> TASK INSTRUCTIONS:
Count the lines in the items below that contain the word "point". Please give only the number.

> THE INPUT:
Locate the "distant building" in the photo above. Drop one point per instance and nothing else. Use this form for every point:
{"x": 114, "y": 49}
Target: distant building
---
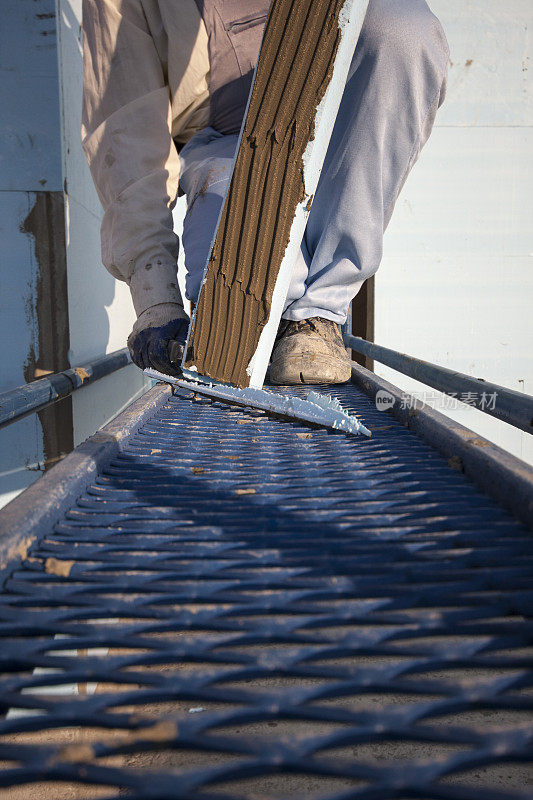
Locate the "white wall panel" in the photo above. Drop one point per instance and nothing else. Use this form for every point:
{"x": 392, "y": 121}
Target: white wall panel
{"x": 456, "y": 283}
---
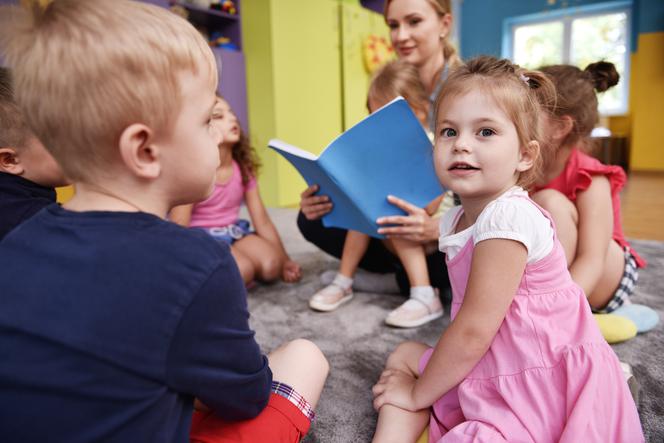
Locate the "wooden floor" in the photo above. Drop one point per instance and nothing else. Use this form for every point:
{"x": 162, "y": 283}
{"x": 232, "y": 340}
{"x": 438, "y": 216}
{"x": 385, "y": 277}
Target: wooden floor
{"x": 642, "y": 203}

> CORRECT ANSWER:
3